WHAT NEEDS TO BE DONE: Reproduce, character for character, the lines between the line containing "Return one point per instance of the aerial" and the line containing "[(536, 207)]", inclusive. Give only those lines.
*****
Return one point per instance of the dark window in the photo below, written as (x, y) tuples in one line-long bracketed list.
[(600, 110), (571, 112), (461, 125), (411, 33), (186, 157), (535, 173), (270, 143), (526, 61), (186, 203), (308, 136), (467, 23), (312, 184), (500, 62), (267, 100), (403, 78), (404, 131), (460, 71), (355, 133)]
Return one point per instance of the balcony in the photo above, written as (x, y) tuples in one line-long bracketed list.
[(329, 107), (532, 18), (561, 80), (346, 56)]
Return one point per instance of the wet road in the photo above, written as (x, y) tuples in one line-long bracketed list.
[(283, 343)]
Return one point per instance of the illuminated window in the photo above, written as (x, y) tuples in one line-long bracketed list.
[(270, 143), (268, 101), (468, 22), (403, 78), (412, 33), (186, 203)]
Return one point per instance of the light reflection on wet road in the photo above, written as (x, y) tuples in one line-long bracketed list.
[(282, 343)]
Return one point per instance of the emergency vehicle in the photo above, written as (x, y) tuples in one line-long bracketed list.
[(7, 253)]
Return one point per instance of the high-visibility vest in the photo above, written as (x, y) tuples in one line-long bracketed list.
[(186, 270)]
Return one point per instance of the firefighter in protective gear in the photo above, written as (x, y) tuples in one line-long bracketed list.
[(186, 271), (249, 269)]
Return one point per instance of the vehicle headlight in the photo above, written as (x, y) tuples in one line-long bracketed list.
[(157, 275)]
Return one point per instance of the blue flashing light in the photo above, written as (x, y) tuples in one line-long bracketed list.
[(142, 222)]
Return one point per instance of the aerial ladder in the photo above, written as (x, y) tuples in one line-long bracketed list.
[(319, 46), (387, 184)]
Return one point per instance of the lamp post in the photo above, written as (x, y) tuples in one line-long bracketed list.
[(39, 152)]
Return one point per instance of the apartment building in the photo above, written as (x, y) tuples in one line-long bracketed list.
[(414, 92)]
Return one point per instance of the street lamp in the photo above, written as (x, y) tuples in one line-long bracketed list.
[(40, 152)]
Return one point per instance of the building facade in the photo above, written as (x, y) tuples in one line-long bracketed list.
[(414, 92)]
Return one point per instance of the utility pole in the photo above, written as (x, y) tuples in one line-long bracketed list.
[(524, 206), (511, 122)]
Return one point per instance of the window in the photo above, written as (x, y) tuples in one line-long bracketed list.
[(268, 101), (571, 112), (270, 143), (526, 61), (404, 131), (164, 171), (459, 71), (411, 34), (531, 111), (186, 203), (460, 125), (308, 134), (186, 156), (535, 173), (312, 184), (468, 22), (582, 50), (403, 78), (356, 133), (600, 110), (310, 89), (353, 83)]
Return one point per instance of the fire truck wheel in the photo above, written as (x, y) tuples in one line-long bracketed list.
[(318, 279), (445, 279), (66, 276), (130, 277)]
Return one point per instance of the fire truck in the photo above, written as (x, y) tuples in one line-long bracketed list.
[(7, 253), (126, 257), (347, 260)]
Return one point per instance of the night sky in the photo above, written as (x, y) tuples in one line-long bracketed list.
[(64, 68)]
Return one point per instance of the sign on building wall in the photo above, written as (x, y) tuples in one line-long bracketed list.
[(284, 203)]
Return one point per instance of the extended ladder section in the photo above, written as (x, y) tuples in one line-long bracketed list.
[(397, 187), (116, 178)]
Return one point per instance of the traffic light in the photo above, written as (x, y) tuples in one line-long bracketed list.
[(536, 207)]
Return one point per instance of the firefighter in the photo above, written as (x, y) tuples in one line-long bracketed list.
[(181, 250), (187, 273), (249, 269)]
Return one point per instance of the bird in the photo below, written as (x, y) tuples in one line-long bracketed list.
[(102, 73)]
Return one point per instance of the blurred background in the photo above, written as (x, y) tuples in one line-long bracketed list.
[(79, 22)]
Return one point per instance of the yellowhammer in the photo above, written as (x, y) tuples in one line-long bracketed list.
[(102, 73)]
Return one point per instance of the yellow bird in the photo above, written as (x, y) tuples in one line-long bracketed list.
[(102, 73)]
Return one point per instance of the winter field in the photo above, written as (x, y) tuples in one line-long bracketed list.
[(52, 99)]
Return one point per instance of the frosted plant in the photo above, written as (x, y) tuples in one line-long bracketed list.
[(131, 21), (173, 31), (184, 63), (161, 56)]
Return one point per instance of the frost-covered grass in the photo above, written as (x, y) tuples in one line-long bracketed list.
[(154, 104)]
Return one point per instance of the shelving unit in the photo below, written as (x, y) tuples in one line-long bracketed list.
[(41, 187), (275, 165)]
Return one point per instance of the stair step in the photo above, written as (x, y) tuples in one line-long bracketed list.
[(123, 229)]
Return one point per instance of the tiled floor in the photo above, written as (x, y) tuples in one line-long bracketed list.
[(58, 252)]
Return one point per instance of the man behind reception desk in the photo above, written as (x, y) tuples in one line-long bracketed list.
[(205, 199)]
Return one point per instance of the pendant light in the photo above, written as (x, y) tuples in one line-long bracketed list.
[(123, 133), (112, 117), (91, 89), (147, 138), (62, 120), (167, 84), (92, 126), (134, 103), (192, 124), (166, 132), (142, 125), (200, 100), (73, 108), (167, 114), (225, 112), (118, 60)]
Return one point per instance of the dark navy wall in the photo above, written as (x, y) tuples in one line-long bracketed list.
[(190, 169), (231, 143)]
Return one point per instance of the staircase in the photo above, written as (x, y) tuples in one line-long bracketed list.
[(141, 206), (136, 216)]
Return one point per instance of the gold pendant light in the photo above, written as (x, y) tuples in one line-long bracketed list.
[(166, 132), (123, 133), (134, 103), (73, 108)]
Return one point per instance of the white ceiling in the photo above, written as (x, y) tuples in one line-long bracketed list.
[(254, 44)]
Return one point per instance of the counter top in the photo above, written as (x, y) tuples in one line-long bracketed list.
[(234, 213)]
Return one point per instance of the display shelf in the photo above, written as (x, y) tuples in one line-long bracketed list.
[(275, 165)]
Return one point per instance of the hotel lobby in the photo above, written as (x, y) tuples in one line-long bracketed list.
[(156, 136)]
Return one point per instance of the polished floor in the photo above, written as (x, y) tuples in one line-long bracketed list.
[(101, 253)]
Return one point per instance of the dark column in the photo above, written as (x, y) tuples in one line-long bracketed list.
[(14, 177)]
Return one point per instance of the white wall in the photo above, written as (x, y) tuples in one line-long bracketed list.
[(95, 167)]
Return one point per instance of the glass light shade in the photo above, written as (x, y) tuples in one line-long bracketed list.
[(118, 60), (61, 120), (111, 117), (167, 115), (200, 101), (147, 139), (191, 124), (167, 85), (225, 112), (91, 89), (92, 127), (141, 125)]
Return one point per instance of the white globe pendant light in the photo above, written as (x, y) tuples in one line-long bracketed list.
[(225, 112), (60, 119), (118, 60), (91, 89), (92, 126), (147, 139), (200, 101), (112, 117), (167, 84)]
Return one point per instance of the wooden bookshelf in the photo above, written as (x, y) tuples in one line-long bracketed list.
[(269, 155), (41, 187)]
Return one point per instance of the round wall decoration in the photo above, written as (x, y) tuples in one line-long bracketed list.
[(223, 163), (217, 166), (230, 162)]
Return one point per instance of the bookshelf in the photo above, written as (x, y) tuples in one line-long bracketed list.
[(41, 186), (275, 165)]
*****
FULL SOLUTION:
Return one point per instance of the aerial ladder in the photo above, written as (x, y) tuples in one line-long bracketed list.
[(319, 46), (387, 184)]
Return one point per instance of the lamp post in the photo above, written as (x, y) tuples in one line-long bracketed list.
[(39, 152)]
Return one point per instance of the apartment building in the photo above, written as (x, y) tuples in one line-long bracketed list.
[(414, 92)]
Return one point per instance of the street lamp in the photo above, written as (x, y) tuples in one line-long bracketed list.
[(40, 152)]
Return one point per instance of the building facade in the photo above, written as (x, y) tuples in one line-long bracketed list.
[(414, 92)]
Return one point per instance of the utility pole in the photo above, written as (x, y) tuples in one line-long bracketed list.
[(524, 206), (511, 122)]
Return one point per instance of the window in the photo above, written as (x, y) tuples in one line-long bracketed list.
[(268, 101), (571, 112), (270, 143), (526, 61), (404, 131), (164, 171), (459, 71), (411, 34), (531, 111), (186, 203), (460, 125), (308, 134), (186, 156), (535, 173), (312, 184), (468, 22), (582, 50), (403, 78), (356, 133), (600, 110), (310, 89), (353, 83)]
Return one point per instance of the fire truck wheel in the photo above, written as (x, y) tuples in one line-long bracketed list.
[(318, 279), (445, 279), (66, 276), (130, 277)]
Return one point per instance of the fire truck in the photo above, written as (x, y) tuples in one line-long bracketed list.
[(7, 253), (126, 257), (347, 260)]
Return one point per instance of the night sky in the photo above, written as (x, y) tuples in one line-long bracketed list.
[(64, 68)]
Return one point per instance of the sign on building wall in the photo above, written as (x, y) tuples in one line-long bracketed list.
[(284, 203)]
Return one point per instance of the extended ladder section in the photo above, written as (x, y) tuples in one line-long bracketed list.
[(397, 187), (116, 178)]
Return one point per instance of the traffic light in the photo above, written as (x, y) tuples in one line-long bracketed list.
[(536, 207)]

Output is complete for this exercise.